The 45,000 Brethren members worldwide – and roughly 20,000 in the UK – are encouraged to be educated at Brethren-run schools, of which there are hundreds across the world, find employment at a Brethren business and marry a Brethren partner.
Earlier this month, Byline Times uncovered that roughly a dozen companies with links to the Exclusive Brethren had been awarded Government Coronavirus contracts worth up to £300 million. These new £350 million contracts for Unispace Global Health takes the total up to well over half a billion.
According to The Times, more than 1,000 UK businesses run by the Brethren turn over £2 billion a year, while UK Brethren charities achieved revenues of £138 million in 2013 alone.
This money has helped to fund a lobbying effort in the UK. In 2017, after a concerted £2 million campaign, the Charity Commission agreed to overturn an earlier decision to refuse the Brethren charitable status.

▶ Input data:
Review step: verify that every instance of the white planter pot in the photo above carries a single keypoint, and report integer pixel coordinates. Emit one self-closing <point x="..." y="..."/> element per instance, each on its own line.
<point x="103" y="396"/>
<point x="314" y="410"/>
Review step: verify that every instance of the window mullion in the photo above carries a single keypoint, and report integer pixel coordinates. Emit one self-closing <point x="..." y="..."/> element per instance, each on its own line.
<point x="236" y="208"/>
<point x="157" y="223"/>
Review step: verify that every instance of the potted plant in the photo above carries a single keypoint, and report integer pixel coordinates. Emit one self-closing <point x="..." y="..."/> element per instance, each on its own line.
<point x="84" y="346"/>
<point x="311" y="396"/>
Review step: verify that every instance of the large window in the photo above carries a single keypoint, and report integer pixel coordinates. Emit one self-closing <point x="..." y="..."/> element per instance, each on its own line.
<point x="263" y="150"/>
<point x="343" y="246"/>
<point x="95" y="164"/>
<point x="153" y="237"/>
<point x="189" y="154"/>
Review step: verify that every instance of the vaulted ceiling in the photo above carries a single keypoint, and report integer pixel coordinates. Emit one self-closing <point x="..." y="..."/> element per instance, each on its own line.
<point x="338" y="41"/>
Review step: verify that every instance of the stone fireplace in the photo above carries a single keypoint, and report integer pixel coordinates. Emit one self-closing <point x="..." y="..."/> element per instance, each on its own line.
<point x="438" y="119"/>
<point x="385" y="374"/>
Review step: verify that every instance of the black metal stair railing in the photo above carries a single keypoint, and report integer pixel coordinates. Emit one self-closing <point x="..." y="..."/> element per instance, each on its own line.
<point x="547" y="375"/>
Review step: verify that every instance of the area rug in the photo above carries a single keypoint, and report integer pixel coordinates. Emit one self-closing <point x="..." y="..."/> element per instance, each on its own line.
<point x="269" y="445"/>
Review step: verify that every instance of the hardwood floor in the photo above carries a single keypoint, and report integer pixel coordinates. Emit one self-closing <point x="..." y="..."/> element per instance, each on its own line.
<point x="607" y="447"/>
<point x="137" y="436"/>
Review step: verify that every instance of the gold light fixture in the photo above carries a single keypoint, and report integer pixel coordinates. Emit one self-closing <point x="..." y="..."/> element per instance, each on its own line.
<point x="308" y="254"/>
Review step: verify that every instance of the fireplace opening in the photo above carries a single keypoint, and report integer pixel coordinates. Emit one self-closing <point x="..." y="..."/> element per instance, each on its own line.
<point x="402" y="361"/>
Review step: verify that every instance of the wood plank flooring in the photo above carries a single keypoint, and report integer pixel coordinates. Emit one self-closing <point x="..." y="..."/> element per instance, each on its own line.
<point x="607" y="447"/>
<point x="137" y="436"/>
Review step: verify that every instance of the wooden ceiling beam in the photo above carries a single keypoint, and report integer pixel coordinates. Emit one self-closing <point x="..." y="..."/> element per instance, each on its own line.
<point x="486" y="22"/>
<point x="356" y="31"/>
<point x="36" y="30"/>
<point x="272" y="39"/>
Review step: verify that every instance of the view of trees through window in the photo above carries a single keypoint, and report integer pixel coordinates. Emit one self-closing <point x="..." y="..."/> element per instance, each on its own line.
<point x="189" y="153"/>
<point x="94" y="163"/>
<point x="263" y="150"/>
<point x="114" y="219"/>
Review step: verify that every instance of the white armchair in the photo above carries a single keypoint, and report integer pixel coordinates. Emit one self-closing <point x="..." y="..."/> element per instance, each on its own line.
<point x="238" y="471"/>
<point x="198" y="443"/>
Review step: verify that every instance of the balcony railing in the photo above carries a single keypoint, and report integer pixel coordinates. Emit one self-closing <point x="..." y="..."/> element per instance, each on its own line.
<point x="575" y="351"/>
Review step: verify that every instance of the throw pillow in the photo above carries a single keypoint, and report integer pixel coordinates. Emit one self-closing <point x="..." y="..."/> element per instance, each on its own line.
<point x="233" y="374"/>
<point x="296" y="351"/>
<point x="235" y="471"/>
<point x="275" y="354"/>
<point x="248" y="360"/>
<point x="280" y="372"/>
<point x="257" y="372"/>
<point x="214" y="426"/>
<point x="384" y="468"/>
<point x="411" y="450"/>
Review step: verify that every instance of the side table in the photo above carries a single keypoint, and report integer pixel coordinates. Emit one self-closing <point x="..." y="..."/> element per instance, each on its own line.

▶ Complete the following:
a) Answer these questions from the passage on the Exclusive Brethren.
(i) Roughly how many Brethren members are in the UK?
(ii) What revenues did UK Brethren charities achieve in 2013?
(iii) In what year did the Charity Commission agree to overturn its earlier decision?
b) List every sum of money written with a pound sign in the passage on the Exclusive Brethren.

▶ Exercise responses:
a)
(i) Roughly 20,000
(ii) £138 million
(iii) 2017

b)
£300 million
£350 million
£2 billion
£138 million
£2 million